**QUOTED PASSAGE**

Almost 1 in 3 people in the world have been infected with hepatitis B virus (HBV) and currently an estimated 257 million people are infected for life. Chronic hepatitis B can lead to cirrhosis, liver failure or liver cancer (hepatocellular carcinoma). About 700,000 people die each year (i.e almost 2,000 persons per day) from chronic hepatitis B-related complications.
Without a scale-up of effective interventions, HBV will lead to 11.8 million deaths by 2030. These deaths will mainly occur in Asia and Africa, which bear the highest burden of HBV epidemic. In 2016, the United Nations General Assembly and the World Health Organization (WHO) incorporated viral hepatitis elimination in the 2030 agenda for sustainable development. Africa, which accounts for about 80 million HBV-infected people at risk of serious hepatic complications, has been identified as a priority region for research on hepatitis B due to the high burden of hepatitis B and the absence of guidelines adapted to the local setting.

**Excerpts from a dataset**

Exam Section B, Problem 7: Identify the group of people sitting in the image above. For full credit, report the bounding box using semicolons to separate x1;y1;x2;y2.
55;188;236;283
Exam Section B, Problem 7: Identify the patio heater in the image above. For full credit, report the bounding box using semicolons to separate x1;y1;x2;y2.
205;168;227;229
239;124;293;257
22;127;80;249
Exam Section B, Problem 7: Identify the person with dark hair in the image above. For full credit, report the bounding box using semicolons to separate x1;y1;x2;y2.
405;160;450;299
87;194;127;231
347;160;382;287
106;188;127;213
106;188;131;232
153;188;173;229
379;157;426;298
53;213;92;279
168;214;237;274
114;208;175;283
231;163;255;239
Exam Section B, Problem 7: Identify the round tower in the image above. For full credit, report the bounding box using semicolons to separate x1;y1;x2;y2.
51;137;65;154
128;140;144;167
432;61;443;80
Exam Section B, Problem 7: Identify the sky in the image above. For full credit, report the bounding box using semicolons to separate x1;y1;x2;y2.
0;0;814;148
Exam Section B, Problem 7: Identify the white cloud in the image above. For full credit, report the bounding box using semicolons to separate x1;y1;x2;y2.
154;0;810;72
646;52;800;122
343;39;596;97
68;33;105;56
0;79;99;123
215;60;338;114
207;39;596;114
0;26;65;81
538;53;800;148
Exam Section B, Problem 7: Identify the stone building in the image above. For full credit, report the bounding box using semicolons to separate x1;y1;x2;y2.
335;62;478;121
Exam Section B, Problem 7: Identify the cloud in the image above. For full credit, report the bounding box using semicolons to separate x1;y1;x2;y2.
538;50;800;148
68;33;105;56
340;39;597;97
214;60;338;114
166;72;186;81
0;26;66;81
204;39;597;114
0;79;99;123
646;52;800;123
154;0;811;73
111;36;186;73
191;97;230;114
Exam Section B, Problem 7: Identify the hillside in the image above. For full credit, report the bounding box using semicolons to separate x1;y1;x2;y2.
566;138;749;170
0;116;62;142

**WORK INSTRUCTIONS**
Please transcribe part of the hepatitis B passage, beginning at the words "Without a scale-up" and stopping after "the local setting.".

**TASK SOLUTION**
Without a scale-up of effective interventions, HBV will lead to 11.8 million deaths by 2030. These deaths will mainly occur in Asia and Africa, which bear the highest burden of HBV epidemic. In 2016, the United Nations General Assembly and the World Health Organization (WHO) incorporated viral hepatitis elimination in the 2030 agenda for sustainable development. Africa, which accounts for about 80 million HBV-infected people at risk of serious hepatic complications, has been identified as a priority region for research on hepatitis B due to the high burden of hepatitis B and the absence of guidelines adapted to the local setting.